• Task requirements
Find the line with "In this photo, where can the shrub" in the entries below, then reproduce it and every line after it down to and including the line with "In this photo, where can the tree shadow", exactly.

• Given records
=== Begin Enclosure ===
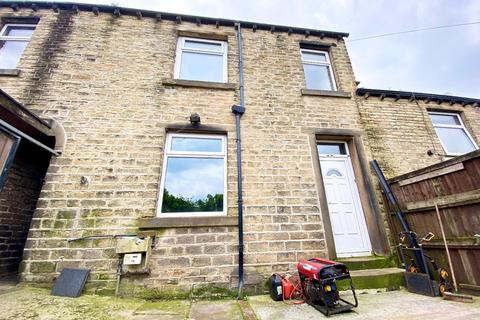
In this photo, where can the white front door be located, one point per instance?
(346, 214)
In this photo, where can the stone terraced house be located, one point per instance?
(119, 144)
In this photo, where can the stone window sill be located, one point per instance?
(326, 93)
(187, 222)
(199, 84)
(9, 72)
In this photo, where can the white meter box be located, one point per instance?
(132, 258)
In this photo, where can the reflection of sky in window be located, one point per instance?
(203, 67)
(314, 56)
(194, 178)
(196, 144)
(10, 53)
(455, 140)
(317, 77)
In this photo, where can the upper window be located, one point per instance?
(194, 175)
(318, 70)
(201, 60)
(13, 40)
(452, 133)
=== End Enclosure ===
=== Begin Enclosure ===
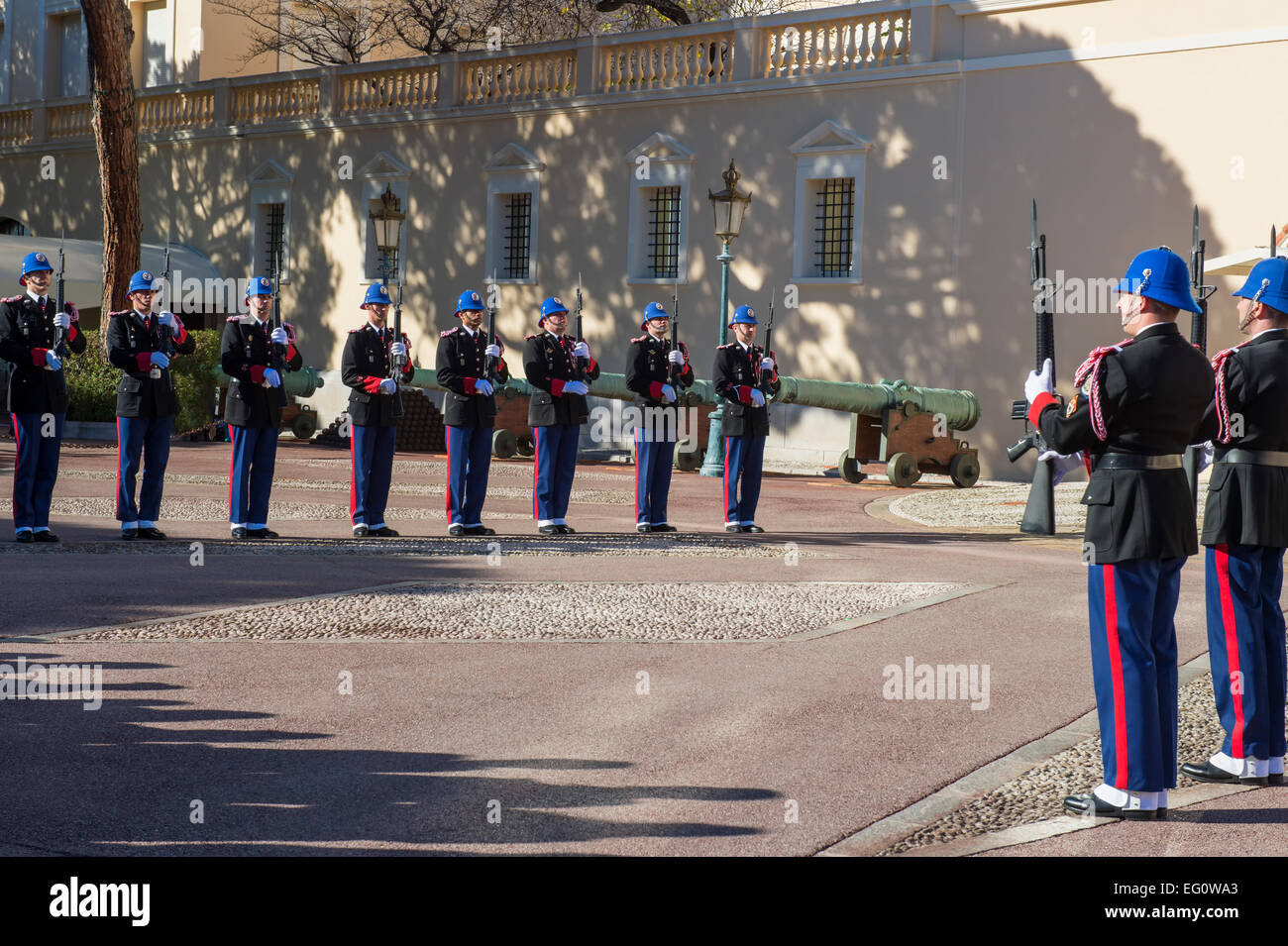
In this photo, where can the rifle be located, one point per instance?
=== End Enclosure ===
=== Begin Enclosure ===
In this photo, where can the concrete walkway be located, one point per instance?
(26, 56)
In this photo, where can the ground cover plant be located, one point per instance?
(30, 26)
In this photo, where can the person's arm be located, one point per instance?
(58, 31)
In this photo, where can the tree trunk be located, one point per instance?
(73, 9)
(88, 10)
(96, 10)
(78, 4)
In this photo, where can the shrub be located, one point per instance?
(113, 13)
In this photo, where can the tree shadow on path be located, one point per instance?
=== End Enclosure ===
• Exercise solution
In this photo, where can the shrub be located, one point per instance?
(113, 13)
In this photo, where can the tree shadow on path be located, one point per instance?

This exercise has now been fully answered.